## WRITTEN REQUEST
Please switch "dot" to "point" in the data, starting with the line that contains "Thank you for the photograph. Please indicate the street light" and going on through the end of the data. Give back only those lines, with everything else unchanged.

****

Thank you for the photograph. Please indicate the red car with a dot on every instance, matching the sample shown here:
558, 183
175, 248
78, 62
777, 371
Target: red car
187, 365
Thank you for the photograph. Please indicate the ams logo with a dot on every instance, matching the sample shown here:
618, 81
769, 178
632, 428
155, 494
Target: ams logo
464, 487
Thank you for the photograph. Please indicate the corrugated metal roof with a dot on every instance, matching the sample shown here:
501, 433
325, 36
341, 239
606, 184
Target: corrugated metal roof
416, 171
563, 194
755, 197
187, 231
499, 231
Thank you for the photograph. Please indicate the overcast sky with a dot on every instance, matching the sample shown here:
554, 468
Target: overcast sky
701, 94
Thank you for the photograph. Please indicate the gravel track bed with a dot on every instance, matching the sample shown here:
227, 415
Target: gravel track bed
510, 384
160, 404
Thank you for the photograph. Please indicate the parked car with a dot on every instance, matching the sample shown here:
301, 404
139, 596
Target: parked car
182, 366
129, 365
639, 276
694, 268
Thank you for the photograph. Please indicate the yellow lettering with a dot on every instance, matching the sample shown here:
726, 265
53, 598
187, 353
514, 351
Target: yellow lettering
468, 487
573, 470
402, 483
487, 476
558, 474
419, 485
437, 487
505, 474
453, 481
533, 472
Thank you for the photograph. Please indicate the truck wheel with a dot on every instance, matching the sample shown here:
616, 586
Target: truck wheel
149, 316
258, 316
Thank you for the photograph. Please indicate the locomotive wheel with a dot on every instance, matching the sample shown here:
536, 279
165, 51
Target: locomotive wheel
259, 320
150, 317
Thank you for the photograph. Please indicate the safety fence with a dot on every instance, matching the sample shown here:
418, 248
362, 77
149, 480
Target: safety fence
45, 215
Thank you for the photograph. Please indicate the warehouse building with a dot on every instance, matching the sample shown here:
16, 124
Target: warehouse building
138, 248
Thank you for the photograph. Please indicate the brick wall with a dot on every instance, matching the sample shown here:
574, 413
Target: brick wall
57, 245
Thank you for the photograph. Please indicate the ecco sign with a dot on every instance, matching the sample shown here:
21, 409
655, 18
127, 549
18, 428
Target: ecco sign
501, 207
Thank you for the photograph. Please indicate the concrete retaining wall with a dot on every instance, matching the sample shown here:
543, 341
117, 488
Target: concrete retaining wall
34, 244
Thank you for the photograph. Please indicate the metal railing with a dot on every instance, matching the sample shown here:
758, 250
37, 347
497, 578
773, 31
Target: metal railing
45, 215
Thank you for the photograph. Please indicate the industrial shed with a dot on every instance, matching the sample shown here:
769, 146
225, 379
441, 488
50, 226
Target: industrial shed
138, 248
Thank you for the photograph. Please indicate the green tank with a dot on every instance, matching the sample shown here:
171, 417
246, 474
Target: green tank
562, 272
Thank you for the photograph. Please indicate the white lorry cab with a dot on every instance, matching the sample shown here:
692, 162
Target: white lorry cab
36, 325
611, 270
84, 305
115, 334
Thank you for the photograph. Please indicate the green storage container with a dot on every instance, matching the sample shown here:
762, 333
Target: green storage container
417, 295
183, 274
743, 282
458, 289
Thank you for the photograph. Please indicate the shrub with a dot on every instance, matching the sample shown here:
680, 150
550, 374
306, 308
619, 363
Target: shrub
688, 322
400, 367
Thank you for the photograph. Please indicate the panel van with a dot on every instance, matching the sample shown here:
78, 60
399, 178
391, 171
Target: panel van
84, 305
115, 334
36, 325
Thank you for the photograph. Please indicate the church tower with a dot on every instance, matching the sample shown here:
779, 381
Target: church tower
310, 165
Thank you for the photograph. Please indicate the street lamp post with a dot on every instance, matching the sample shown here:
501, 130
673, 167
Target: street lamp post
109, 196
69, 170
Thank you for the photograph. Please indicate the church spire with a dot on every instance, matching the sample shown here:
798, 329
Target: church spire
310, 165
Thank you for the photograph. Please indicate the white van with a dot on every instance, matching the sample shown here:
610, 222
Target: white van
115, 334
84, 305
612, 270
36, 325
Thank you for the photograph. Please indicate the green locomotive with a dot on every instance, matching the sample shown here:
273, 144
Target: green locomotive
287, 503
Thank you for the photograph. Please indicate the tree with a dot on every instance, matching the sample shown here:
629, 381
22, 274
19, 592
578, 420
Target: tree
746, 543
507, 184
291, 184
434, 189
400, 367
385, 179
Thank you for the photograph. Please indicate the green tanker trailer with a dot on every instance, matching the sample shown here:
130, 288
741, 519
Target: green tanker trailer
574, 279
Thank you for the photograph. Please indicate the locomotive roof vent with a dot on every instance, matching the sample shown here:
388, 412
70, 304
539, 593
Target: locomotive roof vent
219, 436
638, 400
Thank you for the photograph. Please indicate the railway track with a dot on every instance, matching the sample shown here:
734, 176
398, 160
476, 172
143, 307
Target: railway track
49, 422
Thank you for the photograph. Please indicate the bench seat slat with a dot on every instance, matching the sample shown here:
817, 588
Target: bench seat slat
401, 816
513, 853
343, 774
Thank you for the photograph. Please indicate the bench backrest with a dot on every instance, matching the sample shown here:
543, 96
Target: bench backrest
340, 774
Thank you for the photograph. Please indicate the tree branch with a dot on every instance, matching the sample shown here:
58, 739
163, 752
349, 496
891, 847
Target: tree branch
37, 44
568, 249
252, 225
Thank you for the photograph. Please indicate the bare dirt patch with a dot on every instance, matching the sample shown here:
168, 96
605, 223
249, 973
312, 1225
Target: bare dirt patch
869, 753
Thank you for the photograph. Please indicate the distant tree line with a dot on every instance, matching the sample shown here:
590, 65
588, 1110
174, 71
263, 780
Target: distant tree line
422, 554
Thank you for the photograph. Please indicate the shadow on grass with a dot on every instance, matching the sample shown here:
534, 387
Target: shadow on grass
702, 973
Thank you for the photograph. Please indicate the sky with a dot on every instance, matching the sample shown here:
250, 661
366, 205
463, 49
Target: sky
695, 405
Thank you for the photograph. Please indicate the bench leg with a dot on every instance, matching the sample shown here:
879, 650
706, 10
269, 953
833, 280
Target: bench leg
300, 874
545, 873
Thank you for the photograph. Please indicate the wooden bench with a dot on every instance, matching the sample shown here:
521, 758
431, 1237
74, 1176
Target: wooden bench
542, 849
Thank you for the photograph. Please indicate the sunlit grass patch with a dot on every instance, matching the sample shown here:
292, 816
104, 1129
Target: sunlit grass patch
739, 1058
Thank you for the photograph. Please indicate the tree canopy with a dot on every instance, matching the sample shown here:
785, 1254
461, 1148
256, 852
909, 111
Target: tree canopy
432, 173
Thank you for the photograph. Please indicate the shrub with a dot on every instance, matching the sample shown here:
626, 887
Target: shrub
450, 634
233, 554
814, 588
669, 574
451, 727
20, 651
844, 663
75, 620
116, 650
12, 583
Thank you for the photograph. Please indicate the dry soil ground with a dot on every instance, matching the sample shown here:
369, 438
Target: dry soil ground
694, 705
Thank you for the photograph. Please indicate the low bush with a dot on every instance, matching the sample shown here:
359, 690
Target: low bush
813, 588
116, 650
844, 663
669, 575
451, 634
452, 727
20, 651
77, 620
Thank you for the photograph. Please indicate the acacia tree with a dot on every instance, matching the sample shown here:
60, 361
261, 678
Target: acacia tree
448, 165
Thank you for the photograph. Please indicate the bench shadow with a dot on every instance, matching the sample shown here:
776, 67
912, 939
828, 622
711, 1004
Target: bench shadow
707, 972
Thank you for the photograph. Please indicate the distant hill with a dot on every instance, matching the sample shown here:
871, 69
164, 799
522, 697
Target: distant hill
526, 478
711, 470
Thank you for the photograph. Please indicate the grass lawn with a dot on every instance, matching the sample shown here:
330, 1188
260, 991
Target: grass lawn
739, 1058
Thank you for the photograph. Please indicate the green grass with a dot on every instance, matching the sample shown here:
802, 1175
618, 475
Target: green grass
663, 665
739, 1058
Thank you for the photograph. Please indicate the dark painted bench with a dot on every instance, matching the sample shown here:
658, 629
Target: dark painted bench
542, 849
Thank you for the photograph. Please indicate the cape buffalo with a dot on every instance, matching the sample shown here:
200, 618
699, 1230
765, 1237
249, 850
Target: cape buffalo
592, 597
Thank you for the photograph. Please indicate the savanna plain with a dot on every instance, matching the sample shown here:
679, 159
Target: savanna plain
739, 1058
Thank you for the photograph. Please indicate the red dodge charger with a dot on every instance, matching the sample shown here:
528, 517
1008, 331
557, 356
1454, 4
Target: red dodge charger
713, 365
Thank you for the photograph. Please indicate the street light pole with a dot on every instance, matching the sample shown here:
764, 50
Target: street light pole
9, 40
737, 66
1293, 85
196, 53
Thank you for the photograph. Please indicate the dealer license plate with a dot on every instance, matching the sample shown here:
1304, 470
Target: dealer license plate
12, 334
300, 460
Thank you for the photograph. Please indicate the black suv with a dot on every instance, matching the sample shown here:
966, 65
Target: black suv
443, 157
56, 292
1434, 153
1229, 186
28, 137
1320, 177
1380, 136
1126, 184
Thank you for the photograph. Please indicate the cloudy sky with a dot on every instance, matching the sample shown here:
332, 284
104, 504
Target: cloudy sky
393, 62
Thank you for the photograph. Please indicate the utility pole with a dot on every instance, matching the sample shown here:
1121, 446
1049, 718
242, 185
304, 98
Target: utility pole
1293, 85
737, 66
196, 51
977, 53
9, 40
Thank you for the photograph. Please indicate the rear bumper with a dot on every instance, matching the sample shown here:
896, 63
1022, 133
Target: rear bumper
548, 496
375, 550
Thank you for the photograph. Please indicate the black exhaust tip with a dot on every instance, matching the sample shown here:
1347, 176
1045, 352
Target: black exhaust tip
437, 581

****

## WRITTEN RESPONSE
Thank you for the photograph. Please indicate the street light pole with a point on every instance, matching the sample shown here:
764, 50
Target: street light pole
9, 40
737, 66
1293, 85
196, 53
Thank you for the photograph. Please indicate the dealer license plate with a point on every instance, matching the sample shown here:
1304, 470
Target: dealer license plate
12, 334
300, 460
Thank you for the photograph. Please indicate the black suv with a point on every instance, matching the sample shown here:
966, 65
Target: black suv
443, 157
56, 292
1434, 153
1229, 186
28, 137
1320, 177
1380, 136
1126, 184
Thank you for the photograph. Please indicate the cloudy sky with a point on every instance, matching the sample shown here:
332, 284
104, 504
Target: cloudy sky
393, 62
Thank you for the photograph. Please indicate the utility pole with a point on every instance, matching the sample shown here:
1121, 446
1049, 718
242, 185
304, 98
Target: utility pole
1293, 85
737, 66
196, 51
977, 53
9, 40
Thank you for the photograph. Please indicate the rear bumper with a point on every instance, matching the sample shown here:
896, 63
1022, 133
Target: rear bumper
548, 496
375, 550
Thank you for the photograph. Please indicate the black exhaust tip with a point on every instance, matching the sample shown here:
1347, 176
1045, 352
Target: black exhaust tip
437, 581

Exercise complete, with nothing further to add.